YOUR OBJECTIVE »
In the excerpt on corruption in El Salvador, what penalty does the illicit enrichment law set for officials who don't declare their assets?
─── EXCERPT PROVIDED
The NGO Social Initiative for Democracy stated that officials, particularly in the judicial system, often engaged in corrupt practices with impunity. Long-standing government practices in El Salvador, including cash payments to officials, shielded budgetary accounts, and diversion of government funds, facilitate corruption and impede accountability. For example, the accepted practice of ensuring party loyalty through off-the-books cash payments to public officials (i.e., sobresueldos) persisted across five presidential administrations. However, President Bukele eliminated these cash payments to public officials and the “reserved spending account,” nominally for state intelligence funding. At his direction, in July 2019, the Court of Accounts began auditing reserve spending of the Sanchez Ceren administration.
El Salvador has an active, free press that reports on corruption. In 2015, the Probity Section of the Supreme Court began investigating allegations of illicit enrichment of public officials. In 2017, Supreme Court Justices ordered its Probity Section to audit legislators and their alternates. In 2019, in observance of the Constitution, the Supreme Court instructed the Probity Section to focus its investigations only on public officials who left office within ten years. In July 2020, the Supreme Court issued regulations to standardize the procedures to examine asset declarations of public officials and carry out illicit enrichment investigations, as well as to set clear rules for decision-making. The enacted regulations seek to avoid discretion and enhance transparency on corruption-related investigations. The illicit enrichment law requires appointed and elected officials to declare their assets to the Probity Section. The declarations are not available to the public, and the law only sanctions noncompliance with fines of up to $500.
In 2011, El Salvador approved the Law on Access to Public Information. The law provides for the right of access to government information, but authorities have not always effectively implemented the law. The law gives a narrow list of exceptions that outline the grounds for nondisclosure and provide for a reasonably short timeline for the relevant authority to respond, no processing fees, and administrative sanctions for non-compliance. In 2020, in response to press reports about irregular purchases using COVID-19 funds, several government agencies declared pandemic-related procurements and financial records to be reserved (i.e., confidential) information. Transparency advocates raised concerns about shielding information to avoid citizen oversight of public funds.
──────
─── DATA EXTRACT
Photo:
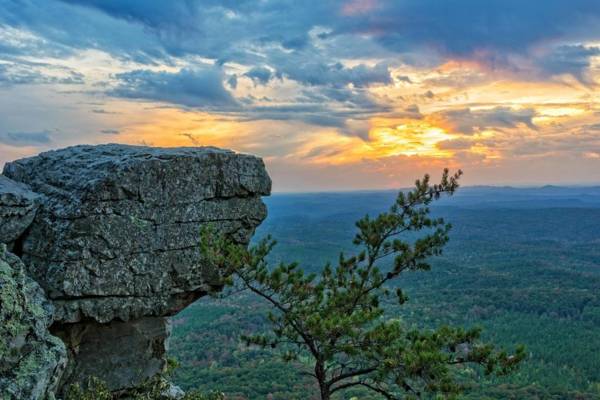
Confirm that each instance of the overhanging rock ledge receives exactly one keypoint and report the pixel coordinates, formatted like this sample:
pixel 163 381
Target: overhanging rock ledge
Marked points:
pixel 113 242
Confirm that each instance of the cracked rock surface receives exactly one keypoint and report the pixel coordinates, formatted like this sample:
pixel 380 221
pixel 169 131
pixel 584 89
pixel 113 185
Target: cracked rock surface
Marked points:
pixel 117 234
pixel 31 360
pixel 18 205
pixel 111 234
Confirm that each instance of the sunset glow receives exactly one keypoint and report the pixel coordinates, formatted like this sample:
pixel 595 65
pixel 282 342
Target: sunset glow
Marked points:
pixel 346 88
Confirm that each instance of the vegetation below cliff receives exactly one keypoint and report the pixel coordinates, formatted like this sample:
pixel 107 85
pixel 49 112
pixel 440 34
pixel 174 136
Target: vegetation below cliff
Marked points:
pixel 522 264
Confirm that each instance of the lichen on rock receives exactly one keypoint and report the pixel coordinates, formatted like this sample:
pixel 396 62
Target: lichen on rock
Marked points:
pixel 31 359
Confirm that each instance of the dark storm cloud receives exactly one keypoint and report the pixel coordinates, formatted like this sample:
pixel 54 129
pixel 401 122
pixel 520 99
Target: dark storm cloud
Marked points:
pixel 200 87
pixel 253 33
pixel 466 27
pixel 22 139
──────
ANSWER BOX »
Fines of up to $500.